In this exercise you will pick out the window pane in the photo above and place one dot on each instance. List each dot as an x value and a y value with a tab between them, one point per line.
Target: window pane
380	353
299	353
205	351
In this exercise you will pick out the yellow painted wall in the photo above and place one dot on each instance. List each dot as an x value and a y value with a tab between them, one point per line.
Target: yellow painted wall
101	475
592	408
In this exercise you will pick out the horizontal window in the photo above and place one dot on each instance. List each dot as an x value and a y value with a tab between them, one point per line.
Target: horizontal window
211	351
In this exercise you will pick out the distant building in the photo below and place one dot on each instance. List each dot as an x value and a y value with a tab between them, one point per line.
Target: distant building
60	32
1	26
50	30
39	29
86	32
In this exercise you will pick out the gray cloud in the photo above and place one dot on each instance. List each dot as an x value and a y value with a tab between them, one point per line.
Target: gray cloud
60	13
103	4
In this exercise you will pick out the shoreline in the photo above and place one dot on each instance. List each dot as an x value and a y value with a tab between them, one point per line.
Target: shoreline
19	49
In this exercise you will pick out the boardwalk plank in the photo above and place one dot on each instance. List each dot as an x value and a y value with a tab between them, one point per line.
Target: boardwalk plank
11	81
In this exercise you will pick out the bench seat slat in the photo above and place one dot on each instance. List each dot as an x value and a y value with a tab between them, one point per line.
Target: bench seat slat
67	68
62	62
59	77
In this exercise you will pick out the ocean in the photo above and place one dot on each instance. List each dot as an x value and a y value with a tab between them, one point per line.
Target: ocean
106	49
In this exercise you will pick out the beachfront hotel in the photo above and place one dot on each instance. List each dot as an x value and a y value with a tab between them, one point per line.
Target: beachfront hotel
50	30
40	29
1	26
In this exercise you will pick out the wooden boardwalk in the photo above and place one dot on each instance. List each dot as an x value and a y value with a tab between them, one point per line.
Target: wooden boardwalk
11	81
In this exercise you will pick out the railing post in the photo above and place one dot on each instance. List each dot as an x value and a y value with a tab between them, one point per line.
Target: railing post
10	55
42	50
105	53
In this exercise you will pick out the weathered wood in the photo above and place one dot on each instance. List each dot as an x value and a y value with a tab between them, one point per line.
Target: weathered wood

· · ·

◆ Exercise objective
All lines from the one that contains "In this exercise you will pick out the ocean" through the end of the material are to be quoted exactly, with both ends included.

◆ Expected answer
In this exercise you will pick out the ocean in the photo above and place one dot on each instance. List each dot as an x value and a y value with a tab between them, one point per line.
Target: ocean
106	49
In this exercise you will pick out the beachfront hotel in the photo above and place one dot on each instance. List each dot as an x value and a y value with a tab between them, one point per line.
Target: beachfront hotel
50	30
40	29
1	26
In this exercise you will pick out the wooden boardwalk in the photo above and place one dot on each instance. List each dot as an x value and a y value with a tab between them, one point per line.
Target: wooden boardwalk
11	81
In this exercise you will pick out the railing post in the photo above and place one dot on each instance. List each dot as an x value and a y value with a tab between them, one point per line.
Target: railing post
10	55
42	50
105	53
In this exercise you will pick out the weathered wood in the photo above and place one dot on each instance. List each dot as an x value and a y value with a tab between them, one point per line.
Target: weathered wood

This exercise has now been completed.